EXCERPT PROVIDED:
Keffler hasn’t been able to dive since but is still a competitor at heart—now one shy of his former wrestling opponent. He fishes, plays in poker tournaments and is aiming to be one of the longest-surviving heart transplant patients. He celebrated his 87th birthday on Sept. 8 and the 28th anniversary with his new heart on Aug. 7, his second birthday; he requests gifts on both days.
Frederick with a career in the armed forces and politics, Keffler a career as a professional free-diver, businessman and longtime heart-transplant recipient; yet, more than 50 years later, both men say they frequently field calls about those few short years in octopus wrestling.
“The adventure of wrestling an octopus, well it’s an interesting thing because it’s an interesting animal, which a lot of people don't understand how meek and mild they are, but all their qualifications are the thing that draw people in,” Keffler says. “The octopus is a phantom animal.”
Grace’s biggest secret is in danger of becoming revealed when her daughter, Lee, comes across an old trophy of her mother’s. Shortly after finding the trophy, Lee falls in love and is unknowingly sending a beacon to the underworld and leaving Grace to battle the undertow.
If anything could be said about me/It’d be that I’m a winner who loves competition/I’ve been this way since I was 3. Grace is singing while emphatically fighting off different sea creatures like a Marvel superhero. From beating her sisters in a tree-climbing contest to tackling the high school quarterback when she wasn’t allowed to join the team, Grace has never backed down in any battle. I never lose, she repeats as she kicks away the three eels sparking with electricity.

ASSIGNMENT 1: Decide whether each statement agrees with the octopus-wrestling excerpt, answering yes or no and quoting the deciding words: (a) Keffler celebrated his 87th birthday on Sept. 8; (b) Keffler still dives; (c) Grace's daughter is named Lee.
ASSIGNMENT 2: Continue the octopus-wrestling excerpt from its last sentence.

DATA FOR REVIEW:
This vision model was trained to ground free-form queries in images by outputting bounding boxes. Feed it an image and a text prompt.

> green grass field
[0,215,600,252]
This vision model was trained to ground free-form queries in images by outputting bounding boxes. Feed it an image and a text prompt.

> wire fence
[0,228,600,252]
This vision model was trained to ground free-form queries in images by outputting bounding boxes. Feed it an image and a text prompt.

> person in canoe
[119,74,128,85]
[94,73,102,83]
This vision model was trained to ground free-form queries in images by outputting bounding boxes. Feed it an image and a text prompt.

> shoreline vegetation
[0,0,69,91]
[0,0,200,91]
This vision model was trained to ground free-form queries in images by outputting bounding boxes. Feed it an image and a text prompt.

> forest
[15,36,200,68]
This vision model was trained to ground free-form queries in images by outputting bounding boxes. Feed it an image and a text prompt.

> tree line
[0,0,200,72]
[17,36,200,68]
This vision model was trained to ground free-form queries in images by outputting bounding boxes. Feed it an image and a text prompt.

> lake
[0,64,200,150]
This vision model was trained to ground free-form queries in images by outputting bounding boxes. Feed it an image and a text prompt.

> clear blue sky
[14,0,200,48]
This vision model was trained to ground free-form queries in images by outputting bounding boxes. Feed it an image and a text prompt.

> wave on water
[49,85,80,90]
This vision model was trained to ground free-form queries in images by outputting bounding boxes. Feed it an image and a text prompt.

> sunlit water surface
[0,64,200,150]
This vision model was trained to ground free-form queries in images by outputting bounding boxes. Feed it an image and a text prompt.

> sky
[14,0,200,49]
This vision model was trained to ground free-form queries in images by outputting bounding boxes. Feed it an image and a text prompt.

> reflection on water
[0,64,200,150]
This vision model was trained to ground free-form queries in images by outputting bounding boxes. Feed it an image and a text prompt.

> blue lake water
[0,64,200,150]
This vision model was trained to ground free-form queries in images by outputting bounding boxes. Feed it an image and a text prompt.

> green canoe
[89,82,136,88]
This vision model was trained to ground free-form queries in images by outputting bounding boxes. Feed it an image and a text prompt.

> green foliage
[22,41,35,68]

RESPONSE BOX 1:
(a) Yes: "He celebrated his 87th birthday on Sept. 8"
(b) No: "Keffler hasn’t been able to dive since"
(c) Yes: "her daughter, Lee, comes across an old trophy of her mother’s"

RESPONSE BOX 2:
“That's the most physical thing I've ever had happen in any of my shows,” says Justin Huertas, the playwright of The Last World Octopus Wrestling Champion. The musical, which was put on in 2019 by ArtsWest Playhouse and Gallery in Seattle, centers around the title character, Grace, who is “a badass Filipino mom.” After winning the World Octopus Wrestling Championship when she was 25, Grace kept the octopus instead of returning it to the sea, breaking a pact between humans and the underworld. That octopus splits in half and turns into two children: Lee and her new love interest, Nia. Lee starts showing more and more octopus-like tendencies, and Grace’s fights against the undertow become even more taxing.
The singing and choreography involved in Grace’s songs were likely more physically demanding than what was required in the real underwater competitions. But Huertas was inspired more by mythology than actual wrestling. All of his musicals are rooted in fantasy, centered around marginalized heroes and queer love, and set in Seattle, which means he likes to pull from common tales of the region. When he was commissioned to write this musical, he was inspired by the legend of how Galloping Gertie collapsed.
“As a kid, every time we drove across Narrows Bridge,” Huertas says, “I would look at the water and be like, You're out there somewhere.”
Like the story of the 600-pound octopus that was apparently tired of looking at the shoddy craftsmanship of that bridge, octopus wrestling, too, has been lost to the passage of time—and laws. The championship fizzled out in the mid 1960s, and in ’76 the harassment or capture of an octopus without the intent of eating it was officially made illegal by the state of Washington; hunting giant Pacific octopuses is even prohibited in many areas around the Puget Sound today.
But the Pacific Northwest’s iconic creature is making its athletic return. Hockey hasn’t been in the area since the Seattle Totems of the Western Hockey League dissolved in 1975, but now there will be Kraken scrapping. Just don’t expect to see any octopuses wrestling.